WHAT THE TASK REQUIRES | Please put the material below, starting with the line with "Target: green grass field" and going on through the end of the material, into a CSV with two columns named input and output. Give one row for each input and its output, with each value in a single quoted field and line breaks replaced by spaces.

* BEGIN *

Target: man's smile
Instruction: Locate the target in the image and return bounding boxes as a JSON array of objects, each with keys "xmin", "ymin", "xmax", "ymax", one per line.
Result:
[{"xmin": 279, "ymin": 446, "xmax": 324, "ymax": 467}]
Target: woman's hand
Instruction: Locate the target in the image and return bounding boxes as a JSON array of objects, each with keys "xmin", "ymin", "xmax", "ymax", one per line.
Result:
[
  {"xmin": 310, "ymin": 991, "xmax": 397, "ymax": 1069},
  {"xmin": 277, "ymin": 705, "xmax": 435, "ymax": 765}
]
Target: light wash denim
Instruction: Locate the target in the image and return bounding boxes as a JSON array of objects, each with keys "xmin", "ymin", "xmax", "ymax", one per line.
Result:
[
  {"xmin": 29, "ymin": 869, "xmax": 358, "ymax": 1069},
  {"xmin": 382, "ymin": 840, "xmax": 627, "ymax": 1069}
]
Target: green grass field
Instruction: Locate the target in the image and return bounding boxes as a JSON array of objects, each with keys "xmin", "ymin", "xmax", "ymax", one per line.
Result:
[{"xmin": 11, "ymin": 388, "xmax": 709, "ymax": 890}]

* END *

WRITTEN RESPONSE |
input,output
"Target: green grass field Instruction: Locate the target in the image and return bounding boxes as a JSON array of objects, each with keys ""xmin"", ""ymin"", ""xmax"", ""ymax"", one per line. Result:","[{""xmin"": 11, ""ymin"": 388, ""xmax"": 709, ""ymax"": 890}]"